Reproduce verbatim every line from the one that includes "camel saddle, locate" to the closing line of the entries; omit everything before it.

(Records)
§ §

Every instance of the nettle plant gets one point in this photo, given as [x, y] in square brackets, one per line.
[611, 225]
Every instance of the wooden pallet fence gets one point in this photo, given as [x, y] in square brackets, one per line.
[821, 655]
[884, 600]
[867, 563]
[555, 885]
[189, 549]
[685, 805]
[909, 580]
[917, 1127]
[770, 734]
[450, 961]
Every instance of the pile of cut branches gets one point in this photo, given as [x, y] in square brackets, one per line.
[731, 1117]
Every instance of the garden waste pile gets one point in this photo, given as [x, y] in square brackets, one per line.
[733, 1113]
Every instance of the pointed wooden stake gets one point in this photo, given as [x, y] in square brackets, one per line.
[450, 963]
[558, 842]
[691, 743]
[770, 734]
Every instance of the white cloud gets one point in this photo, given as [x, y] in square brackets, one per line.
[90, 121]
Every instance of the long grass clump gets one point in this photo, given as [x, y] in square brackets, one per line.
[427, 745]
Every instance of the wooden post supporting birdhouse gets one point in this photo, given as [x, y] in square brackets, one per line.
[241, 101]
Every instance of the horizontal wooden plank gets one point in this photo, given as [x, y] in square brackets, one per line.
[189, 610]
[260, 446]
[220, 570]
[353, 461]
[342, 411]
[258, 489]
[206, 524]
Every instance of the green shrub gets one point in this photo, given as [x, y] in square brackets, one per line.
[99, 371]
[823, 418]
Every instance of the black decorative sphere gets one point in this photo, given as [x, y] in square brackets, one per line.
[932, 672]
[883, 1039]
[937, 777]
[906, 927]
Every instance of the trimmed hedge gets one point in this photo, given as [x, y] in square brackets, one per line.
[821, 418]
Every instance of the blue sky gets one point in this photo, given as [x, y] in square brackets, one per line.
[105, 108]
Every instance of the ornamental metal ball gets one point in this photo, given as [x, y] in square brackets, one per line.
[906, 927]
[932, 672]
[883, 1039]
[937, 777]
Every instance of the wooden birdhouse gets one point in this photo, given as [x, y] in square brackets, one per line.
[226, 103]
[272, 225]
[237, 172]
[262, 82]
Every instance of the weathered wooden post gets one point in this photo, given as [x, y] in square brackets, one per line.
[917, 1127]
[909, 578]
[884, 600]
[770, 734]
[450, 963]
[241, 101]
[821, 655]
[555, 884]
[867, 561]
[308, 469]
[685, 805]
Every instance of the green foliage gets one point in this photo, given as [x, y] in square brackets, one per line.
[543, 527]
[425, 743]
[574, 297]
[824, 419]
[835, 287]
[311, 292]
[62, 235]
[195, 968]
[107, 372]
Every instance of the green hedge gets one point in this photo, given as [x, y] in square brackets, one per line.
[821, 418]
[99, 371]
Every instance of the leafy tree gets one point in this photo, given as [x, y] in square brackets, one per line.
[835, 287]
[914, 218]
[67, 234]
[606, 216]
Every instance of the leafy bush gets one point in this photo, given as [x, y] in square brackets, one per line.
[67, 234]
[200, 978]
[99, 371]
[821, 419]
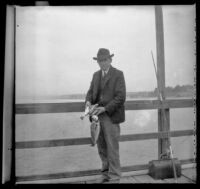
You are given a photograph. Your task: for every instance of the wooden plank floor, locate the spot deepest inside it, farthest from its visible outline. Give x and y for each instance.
(188, 176)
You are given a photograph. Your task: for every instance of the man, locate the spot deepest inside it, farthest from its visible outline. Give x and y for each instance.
(108, 90)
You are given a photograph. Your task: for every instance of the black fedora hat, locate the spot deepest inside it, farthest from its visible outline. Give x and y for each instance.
(103, 54)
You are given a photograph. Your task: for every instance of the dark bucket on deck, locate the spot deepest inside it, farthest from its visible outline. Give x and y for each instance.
(162, 169)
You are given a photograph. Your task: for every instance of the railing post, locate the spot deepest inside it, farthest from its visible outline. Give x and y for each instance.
(163, 120)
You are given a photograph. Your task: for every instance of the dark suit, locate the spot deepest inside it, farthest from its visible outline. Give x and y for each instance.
(109, 92)
(113, 94)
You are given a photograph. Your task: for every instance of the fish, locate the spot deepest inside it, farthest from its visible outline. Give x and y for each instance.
(88, 111)
(95, 124)
(94, 130)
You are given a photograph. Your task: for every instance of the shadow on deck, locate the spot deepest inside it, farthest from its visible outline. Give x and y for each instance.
(136, 177)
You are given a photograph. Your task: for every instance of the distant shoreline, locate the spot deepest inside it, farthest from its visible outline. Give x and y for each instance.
(170, 92)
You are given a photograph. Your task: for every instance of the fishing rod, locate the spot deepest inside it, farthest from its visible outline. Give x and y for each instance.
(160, 97)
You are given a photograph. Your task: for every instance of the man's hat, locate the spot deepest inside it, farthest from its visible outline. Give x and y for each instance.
(103, 54)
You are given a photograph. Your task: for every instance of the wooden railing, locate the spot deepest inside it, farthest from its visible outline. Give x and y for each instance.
(40, 108)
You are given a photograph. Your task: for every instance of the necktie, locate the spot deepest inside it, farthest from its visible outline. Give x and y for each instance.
(104, 74)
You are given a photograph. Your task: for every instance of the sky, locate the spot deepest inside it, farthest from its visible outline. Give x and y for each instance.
(55, 46)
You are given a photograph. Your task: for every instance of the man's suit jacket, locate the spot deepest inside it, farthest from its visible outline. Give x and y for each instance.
(113, 94)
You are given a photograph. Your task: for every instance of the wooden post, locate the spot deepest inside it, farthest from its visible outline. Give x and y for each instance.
(8, 98)
(163, 120)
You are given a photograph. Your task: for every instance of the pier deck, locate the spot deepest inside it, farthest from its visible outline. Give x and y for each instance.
(188, 175)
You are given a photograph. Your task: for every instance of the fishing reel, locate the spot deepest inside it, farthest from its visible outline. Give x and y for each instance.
(88, 112)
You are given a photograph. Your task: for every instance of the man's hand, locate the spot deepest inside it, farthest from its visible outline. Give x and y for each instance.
(98, 110)
(88, 104)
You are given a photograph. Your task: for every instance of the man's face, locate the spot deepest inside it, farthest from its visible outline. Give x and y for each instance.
(105, 63)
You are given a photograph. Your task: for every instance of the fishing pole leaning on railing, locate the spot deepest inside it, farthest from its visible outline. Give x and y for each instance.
(160, 98)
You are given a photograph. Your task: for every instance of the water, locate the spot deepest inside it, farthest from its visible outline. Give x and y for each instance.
(84, 157)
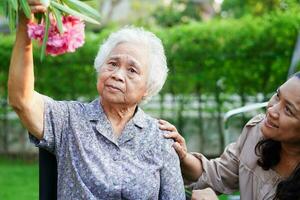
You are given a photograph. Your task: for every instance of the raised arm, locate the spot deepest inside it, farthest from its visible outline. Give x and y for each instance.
(27, 103)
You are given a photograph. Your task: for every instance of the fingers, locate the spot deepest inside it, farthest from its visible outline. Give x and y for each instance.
(164, 125)
(36, 6)
(206, 194)
(175, 136)
(38, 9)
(180, 150)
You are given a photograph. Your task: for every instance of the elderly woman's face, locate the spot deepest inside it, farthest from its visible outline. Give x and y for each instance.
(282, 122)
(123, 76)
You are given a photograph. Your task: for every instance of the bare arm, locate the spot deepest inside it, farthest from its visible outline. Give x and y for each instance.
(191, 167)
(27, 103)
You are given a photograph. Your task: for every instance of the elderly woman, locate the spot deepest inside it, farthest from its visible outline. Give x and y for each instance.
(264, 163)
(109, 148)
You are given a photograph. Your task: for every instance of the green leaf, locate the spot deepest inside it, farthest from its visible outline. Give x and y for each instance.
(73, 12)
(11, 18)
(58, 18)
(46, 34)
(25, 8)
(14, 4)
(83, 8)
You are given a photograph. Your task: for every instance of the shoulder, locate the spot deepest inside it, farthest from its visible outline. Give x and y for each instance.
(153, 130)
(251, 133)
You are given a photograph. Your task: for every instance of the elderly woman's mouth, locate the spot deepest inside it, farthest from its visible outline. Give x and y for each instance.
(114, 88)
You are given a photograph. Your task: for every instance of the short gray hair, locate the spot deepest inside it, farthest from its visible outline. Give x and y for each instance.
(158, 69)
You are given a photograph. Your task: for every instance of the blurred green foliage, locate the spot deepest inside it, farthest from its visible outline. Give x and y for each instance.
(19, 180)
(247, 55)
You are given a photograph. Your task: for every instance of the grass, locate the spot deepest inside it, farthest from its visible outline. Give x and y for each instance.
(18, 180)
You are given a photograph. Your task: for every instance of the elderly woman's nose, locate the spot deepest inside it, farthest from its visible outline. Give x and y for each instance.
(273, 110)
(119, 74)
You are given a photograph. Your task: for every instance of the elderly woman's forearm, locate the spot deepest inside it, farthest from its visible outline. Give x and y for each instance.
(21, 75)
(191, 168)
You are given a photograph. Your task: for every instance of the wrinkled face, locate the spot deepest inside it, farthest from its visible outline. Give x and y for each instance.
(282, 122)
(123, 76)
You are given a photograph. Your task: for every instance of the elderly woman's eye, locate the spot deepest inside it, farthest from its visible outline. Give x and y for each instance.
(132, 70)
(288, 110)
(114, 64)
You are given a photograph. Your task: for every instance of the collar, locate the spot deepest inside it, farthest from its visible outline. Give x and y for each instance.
(94, 112)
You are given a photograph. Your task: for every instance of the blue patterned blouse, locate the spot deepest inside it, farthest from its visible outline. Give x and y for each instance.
(140, 164)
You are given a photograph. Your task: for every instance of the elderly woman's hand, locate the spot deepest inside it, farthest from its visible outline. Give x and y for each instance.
(179, 145)
(36, 6)
(205, 194)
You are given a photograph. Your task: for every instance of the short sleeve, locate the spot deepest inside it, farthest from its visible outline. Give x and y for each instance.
(56, 115)
(222, 174)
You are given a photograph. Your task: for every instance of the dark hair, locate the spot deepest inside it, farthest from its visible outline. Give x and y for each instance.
(268, 152)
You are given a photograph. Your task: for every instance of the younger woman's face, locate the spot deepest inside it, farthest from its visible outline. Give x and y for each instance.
(282, 122)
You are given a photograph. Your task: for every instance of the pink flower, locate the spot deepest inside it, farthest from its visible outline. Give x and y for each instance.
(71, 39)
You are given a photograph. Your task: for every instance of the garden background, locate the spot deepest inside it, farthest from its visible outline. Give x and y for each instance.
(221, 55)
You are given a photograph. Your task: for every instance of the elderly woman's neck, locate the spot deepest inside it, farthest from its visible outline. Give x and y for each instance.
(118, 115)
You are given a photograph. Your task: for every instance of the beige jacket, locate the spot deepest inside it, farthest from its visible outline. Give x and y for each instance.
(236, 169)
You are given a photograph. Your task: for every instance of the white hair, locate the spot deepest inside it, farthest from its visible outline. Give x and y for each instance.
(158, 69)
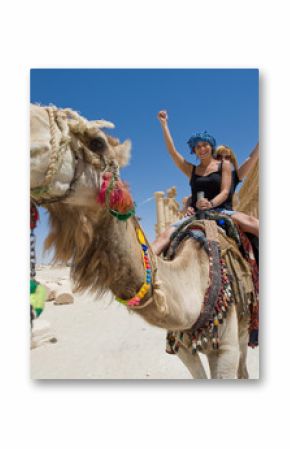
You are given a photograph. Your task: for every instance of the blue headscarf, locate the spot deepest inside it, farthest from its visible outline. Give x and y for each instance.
(201, 137)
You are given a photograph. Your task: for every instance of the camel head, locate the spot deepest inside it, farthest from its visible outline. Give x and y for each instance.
(70, 161)
(69, 154)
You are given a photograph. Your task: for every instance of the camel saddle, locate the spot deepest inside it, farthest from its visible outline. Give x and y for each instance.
(235, 250)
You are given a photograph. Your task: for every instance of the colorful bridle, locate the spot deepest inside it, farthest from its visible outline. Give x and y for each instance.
(115, 195)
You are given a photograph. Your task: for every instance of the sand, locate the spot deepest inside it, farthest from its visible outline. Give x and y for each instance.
(97, 338)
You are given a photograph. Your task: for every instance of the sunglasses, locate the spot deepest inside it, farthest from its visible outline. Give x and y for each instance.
(220, 157)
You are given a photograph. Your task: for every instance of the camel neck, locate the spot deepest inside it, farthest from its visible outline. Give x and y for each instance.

§ §

▶ **SOLUTION**
You are given a photograph. Your task: for every instance of the camel saddle, locate the spot deepest inside it, farthest from its visible outline. Give x and y for each instance.
(235, 250)
You are given a photograph. Your task: for every instance of the colorful bridle, locate the spot deepest inside it, farthest from its visible outline. Give x and y for each instance.
(115, 195)
You are given a photograph. Your task: for every instance of the sand, locate the spot deepest inside it, farthest from its visible outline. Give x and y for each instance.
(97, 338)
You are given a photograph. Your task: for every instance of the sunglasses, locate the spot deepest inside it, farthest from its visible outline. Give x and y for each instance.
(220, 157)
You are given a photograph. Your task: for every instance of the camel neck, locate the spot deepest inside it, farthest from its visible outline. Give x and y for each instance.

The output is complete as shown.